I enjoy history not only for the stories but for its lessons. The main lesson of history is people are the same throughout time and keep doing the same things. One of our repeating follies is the tendency to react to new situations using old approaches only to have them fail spectacularly. In new and unfamiliar situations traditions trump ingenuity and plasticity. WWI went longer than anyone thought it would as the first battles were conducted on horseback with drawn swords against newly invented guns leading to an entrenched stalemate until generals connected the dots to change tactics. I was recently reminded of The Battle of Crecy in which the minority English defeated The French on their own kabd as the French noblemen wanted to fight only with the other nobles while the English employed ballades of arrows from trained minions the French nobility on horseback (easy targets) dismissed as below them to fight. The Spanish conquisitors (who were only a few against an entire population) defeated the Inca and Aztec rulers who couldn’t fathom anyone daring to touch their god-king monarch persons.*

These are battle examples of losses whose leaders wanted ‘to do it by tradition’ rather than change to what was needed. When I lived in Chicago I joined the local denomination of my hometown church. The church was in its last gasps of life. What few remained were elderly members who always sat in the back and didn’t want to change or do anything new or different in order to get new members. Some of this I was racism that they were white while the neighborhood folks were people of color. The main reason was the traditional music, service, and social events were all old folk oriented. “You know they would rather see the place close than change to save it” the pastor once confided in me. And he was right. I didn’t stay and the paces folded. My mother’s long time neighborhood club went the same way as the elders objected to young ones coming in as they wouldn’t know how to play or might bring in their ways.

TASK STATEMENT: Copy out the essay on history's lessons above word for word, in full.

DATA TO EXAMINE:

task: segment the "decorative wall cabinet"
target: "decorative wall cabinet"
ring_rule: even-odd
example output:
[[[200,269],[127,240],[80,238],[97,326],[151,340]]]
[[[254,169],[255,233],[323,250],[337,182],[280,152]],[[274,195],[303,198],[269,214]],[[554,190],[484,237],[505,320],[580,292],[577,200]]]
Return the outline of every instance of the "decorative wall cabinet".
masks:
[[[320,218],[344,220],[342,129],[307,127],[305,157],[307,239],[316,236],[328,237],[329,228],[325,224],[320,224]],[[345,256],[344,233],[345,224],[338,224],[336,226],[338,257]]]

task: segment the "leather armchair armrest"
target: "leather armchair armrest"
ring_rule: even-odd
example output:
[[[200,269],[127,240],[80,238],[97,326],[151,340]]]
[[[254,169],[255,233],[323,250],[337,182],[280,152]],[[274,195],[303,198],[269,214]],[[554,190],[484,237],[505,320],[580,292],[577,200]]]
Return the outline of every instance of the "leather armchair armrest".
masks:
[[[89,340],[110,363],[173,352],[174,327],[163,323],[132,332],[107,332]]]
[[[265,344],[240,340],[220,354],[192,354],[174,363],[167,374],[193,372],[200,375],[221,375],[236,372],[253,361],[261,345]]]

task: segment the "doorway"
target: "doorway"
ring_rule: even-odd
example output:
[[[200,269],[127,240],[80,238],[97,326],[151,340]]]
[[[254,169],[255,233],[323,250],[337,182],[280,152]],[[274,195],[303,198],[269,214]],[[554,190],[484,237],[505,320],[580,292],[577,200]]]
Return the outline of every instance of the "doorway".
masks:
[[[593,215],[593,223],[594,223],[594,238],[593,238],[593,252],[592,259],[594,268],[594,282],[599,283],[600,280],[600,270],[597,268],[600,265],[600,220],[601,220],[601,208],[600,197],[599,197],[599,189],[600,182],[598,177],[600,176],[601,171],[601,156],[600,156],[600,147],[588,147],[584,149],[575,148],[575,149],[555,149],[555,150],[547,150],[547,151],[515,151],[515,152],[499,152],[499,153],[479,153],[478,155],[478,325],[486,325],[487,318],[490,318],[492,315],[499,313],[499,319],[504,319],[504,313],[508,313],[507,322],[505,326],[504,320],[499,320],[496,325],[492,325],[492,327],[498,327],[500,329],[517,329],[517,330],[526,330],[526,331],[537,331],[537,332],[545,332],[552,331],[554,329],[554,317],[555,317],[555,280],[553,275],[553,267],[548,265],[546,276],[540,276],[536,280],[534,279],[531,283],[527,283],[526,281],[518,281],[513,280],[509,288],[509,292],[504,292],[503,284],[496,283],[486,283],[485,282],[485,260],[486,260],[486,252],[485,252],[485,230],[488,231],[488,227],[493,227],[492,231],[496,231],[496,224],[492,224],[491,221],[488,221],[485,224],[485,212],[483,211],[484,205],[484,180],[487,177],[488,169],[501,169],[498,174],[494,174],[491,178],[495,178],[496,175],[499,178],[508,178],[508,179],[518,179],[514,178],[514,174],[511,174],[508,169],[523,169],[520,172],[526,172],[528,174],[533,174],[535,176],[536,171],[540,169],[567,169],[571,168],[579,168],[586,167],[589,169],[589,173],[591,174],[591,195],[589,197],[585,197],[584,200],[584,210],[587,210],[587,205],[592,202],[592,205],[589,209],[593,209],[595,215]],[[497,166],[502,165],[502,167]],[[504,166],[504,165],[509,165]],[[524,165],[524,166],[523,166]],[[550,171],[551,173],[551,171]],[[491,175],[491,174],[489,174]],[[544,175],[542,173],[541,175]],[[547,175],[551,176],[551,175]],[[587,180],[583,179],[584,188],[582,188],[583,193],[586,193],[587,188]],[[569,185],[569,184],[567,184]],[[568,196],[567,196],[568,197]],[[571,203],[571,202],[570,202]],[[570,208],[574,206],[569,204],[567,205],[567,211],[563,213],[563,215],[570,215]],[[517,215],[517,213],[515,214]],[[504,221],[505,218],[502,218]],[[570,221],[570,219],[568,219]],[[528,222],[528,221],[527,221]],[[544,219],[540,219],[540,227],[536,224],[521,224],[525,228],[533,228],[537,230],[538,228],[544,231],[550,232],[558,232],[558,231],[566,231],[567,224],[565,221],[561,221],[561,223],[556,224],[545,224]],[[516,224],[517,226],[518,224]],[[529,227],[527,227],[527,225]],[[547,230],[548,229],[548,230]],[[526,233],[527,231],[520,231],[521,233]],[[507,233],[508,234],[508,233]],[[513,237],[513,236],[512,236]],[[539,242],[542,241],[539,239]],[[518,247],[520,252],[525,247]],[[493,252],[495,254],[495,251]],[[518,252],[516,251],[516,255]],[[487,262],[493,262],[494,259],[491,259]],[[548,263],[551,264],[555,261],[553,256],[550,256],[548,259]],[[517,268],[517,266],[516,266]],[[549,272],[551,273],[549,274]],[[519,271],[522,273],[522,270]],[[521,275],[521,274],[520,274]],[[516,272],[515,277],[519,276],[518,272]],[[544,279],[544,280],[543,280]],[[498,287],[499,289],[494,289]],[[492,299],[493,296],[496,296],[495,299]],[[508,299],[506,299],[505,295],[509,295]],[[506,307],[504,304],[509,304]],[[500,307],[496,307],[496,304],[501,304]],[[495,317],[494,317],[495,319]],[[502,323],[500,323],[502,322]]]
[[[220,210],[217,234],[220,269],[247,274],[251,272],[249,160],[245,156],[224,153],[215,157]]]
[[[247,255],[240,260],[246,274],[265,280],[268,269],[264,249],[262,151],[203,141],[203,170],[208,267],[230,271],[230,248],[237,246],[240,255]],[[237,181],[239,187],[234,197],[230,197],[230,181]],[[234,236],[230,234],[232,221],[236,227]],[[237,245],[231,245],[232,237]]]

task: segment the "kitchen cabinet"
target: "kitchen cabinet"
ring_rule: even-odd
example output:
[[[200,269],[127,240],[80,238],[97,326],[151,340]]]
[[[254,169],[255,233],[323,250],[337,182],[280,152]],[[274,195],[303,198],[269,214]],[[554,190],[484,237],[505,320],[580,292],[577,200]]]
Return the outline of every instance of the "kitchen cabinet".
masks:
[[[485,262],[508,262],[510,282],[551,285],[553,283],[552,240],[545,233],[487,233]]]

YOUR RESPONSE:
I enjoy history not only for the stories but for its lessons. The main lesson of history is people are the same throughout time and keep doing the same things. One of our repeating follies is the tendency to react to new situations using old approaches only to have them fail spectacularly. In new and unfamiliar situations traditions trump ingenuity and plasticity. WWI went longer than anyone thought it would as the first battles were conducted on horseback with drawn swords against newly invented guns leading to an entrenched stalemate until generals connected the dots to change tactics. I was recently reminded of The Battle of Crecy in which the minority English defeated The French on their own kabd as the French noblemen wanted to fight only with the other nobles while the English employed ballades of arrows from trained minions the French nobility on horseback (easy targets) dismissed as below them to fight. The Spanish conquisitors (who were only a few against an entire population) defeated the Inca and Aztec rulers who couldn’t fathom anyone daring to touch their god-king monarch persons.*

These are battle examples of losses whose leaders wanted ‘to do it by tradition’ rather than change to what was needed. When I lived in Chicago I joined the local denomination of my hometown church. The church was in its last gasps of life. What few remained were elderly members who always sat in the back and didn’t want to change or do anything new or different in order to get new members. Some of this I was racism that they were white while the neighborhood folks were people of color. The main reason was the traditional music, service, and social events were all old folk oriented. “You know they would rather see the place close than change to save it” the pastor once confided in me. And he was right. I didn’t stay and the paces folded. My mother’s long time neighborhood club went the same way as the elders objected to young ones coming in as they wouldn’t know how to play or might bring in their ways.